_RAW DATA:_
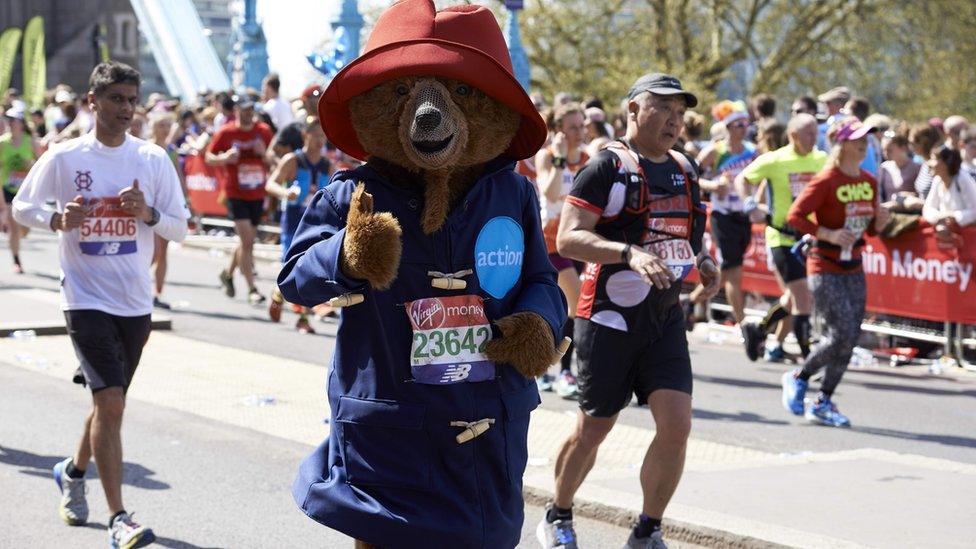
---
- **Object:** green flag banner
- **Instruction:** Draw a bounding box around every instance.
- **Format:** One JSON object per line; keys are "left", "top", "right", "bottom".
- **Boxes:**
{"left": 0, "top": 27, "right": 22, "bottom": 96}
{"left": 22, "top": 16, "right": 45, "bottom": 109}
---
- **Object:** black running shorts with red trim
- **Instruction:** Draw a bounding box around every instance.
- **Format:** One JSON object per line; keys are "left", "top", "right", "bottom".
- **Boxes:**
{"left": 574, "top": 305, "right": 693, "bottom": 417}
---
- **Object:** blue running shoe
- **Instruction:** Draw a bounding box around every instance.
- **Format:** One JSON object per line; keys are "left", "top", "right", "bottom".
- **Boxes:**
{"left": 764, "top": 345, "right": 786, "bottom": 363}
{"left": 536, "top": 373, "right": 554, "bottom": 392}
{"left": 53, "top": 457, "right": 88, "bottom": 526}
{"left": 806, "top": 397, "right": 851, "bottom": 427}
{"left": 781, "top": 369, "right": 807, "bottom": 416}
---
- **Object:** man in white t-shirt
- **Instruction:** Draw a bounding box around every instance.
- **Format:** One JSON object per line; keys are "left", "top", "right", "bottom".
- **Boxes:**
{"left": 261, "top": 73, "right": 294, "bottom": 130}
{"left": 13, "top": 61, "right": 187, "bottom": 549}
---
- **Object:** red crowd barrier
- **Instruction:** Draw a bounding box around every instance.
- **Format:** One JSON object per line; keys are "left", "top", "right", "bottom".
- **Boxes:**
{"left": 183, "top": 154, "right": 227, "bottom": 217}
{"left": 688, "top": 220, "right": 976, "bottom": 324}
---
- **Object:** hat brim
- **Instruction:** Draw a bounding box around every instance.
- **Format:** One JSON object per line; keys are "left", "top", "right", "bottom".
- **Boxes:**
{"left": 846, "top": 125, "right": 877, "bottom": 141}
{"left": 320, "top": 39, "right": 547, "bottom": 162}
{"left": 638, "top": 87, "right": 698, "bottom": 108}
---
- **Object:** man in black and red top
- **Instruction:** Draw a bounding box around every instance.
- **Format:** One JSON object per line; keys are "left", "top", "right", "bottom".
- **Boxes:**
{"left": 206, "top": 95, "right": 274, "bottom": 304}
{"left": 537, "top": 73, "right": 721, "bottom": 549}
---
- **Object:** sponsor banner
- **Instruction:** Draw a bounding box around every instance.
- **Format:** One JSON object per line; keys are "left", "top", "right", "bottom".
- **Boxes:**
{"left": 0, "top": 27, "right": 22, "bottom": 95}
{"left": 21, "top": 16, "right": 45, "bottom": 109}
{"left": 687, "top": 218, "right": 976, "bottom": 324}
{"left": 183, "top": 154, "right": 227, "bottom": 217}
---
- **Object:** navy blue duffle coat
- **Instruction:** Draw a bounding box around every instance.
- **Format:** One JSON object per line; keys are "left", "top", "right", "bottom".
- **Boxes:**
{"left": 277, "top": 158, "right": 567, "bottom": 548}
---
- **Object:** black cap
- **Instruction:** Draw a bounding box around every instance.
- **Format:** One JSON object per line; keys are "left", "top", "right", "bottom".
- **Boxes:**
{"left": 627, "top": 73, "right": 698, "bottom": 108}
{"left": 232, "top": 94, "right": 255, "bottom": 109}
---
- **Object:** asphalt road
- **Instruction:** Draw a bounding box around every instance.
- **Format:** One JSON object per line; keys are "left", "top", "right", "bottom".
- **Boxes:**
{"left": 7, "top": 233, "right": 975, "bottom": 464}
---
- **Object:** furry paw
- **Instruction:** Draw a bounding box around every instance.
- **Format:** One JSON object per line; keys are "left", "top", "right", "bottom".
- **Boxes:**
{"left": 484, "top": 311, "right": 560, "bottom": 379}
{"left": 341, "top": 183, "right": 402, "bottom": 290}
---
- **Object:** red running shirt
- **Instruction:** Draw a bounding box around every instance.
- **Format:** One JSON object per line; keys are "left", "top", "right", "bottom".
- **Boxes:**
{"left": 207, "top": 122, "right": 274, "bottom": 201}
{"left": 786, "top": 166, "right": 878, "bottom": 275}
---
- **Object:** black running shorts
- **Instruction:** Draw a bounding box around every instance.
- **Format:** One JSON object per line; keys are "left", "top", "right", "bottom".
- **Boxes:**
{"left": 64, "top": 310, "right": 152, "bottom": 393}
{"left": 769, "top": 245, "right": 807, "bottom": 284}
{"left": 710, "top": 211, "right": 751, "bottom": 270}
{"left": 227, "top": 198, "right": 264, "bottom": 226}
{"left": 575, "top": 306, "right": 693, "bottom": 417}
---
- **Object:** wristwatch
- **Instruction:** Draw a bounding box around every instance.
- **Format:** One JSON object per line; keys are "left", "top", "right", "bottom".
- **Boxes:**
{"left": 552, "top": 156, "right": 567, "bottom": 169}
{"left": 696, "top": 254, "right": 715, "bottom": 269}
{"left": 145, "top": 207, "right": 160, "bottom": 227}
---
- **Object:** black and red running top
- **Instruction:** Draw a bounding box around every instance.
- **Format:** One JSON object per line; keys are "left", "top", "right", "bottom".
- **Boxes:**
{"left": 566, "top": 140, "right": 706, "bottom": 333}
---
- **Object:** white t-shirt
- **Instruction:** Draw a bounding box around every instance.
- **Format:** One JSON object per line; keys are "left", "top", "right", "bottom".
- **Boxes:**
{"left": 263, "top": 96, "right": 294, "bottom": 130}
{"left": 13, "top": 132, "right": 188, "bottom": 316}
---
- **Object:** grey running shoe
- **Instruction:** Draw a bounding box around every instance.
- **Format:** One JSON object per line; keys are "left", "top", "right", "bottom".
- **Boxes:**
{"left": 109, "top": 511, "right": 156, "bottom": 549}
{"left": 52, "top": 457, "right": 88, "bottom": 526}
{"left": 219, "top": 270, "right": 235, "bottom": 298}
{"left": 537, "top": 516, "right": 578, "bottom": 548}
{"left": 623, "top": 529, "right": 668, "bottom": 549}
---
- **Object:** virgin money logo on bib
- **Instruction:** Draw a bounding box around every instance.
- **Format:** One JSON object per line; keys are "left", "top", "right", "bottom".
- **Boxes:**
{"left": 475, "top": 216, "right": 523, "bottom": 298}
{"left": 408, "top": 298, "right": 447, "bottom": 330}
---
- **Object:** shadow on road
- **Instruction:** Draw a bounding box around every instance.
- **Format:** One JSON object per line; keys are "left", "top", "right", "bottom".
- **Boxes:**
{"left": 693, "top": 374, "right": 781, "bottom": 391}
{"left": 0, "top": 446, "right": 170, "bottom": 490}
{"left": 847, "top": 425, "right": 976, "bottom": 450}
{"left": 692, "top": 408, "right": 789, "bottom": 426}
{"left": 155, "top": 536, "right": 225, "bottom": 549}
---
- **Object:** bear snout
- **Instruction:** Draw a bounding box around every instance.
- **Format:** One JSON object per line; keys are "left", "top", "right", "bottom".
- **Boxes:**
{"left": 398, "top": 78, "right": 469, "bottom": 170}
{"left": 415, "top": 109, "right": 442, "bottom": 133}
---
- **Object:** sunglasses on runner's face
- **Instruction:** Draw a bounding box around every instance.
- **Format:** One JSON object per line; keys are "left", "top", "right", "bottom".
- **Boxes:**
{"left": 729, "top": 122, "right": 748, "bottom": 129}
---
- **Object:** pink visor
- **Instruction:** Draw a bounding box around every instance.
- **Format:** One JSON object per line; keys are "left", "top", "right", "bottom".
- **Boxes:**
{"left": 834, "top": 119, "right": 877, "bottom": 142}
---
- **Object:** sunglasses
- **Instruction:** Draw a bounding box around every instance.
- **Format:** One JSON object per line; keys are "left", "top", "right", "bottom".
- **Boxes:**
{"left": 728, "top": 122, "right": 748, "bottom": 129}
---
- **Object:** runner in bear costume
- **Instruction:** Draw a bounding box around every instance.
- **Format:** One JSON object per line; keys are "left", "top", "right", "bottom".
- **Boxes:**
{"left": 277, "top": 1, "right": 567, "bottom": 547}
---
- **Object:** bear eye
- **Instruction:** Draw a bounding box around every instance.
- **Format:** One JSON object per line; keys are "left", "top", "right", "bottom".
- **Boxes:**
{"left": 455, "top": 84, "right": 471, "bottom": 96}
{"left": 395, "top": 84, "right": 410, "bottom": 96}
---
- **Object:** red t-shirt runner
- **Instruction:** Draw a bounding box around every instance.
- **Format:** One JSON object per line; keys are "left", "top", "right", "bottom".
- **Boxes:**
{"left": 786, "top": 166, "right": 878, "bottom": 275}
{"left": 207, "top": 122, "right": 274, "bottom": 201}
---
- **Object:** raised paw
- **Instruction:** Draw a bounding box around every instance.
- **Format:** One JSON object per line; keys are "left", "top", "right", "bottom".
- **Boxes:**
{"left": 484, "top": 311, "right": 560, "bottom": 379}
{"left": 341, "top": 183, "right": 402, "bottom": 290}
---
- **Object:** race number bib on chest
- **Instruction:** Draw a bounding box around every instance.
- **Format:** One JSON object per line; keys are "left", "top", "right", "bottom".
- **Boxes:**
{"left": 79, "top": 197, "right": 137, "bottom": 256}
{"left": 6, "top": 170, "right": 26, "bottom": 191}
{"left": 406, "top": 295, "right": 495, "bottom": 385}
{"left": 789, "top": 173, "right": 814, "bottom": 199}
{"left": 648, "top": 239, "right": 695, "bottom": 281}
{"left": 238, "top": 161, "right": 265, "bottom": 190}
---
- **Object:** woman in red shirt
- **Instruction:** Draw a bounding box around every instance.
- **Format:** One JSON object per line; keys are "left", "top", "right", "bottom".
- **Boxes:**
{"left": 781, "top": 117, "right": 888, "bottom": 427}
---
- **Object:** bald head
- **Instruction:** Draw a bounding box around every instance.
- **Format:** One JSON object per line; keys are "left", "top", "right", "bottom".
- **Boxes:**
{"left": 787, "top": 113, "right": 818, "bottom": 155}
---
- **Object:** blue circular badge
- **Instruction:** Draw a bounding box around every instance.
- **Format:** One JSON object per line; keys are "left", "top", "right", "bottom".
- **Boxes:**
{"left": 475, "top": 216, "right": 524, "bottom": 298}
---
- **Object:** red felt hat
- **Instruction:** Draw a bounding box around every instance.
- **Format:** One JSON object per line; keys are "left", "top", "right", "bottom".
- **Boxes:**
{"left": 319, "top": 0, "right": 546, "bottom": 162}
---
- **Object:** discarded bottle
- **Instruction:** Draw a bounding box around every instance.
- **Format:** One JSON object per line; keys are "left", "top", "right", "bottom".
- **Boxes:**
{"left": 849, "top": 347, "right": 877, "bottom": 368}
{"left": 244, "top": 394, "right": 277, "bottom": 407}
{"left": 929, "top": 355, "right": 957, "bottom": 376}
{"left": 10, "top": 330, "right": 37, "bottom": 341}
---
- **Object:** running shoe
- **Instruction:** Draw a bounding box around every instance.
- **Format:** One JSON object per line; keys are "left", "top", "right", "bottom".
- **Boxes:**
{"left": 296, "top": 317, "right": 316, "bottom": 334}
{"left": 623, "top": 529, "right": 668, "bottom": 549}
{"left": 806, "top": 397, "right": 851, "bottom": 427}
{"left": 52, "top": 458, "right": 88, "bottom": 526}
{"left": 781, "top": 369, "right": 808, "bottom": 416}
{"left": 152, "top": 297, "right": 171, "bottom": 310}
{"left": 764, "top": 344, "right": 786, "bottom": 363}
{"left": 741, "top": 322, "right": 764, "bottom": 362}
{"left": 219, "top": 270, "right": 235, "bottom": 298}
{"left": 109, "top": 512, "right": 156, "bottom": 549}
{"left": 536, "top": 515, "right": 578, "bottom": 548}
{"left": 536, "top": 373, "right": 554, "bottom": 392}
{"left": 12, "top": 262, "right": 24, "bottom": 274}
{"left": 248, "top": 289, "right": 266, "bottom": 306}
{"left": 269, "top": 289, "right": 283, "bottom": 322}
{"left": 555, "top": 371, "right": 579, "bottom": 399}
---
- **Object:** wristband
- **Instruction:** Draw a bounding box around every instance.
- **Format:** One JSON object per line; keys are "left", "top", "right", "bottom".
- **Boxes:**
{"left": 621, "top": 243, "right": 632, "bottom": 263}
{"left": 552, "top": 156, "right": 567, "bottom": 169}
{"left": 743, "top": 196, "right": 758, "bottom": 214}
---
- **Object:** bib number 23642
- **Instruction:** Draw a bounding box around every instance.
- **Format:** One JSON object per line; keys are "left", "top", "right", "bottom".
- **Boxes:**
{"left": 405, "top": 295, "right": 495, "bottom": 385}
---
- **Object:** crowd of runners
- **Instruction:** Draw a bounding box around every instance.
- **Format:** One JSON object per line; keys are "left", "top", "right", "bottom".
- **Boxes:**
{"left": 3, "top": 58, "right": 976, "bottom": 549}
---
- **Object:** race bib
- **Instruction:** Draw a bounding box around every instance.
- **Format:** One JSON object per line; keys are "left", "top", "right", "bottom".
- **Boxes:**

_REQUIRED ACTION:_ Within the data above, pick out all lines holding the word "shoe".

_REPLY TO THE TASK:_
- **Object:** blue running shoe
- **Object:** grey running shoe
- **Object:** running shoe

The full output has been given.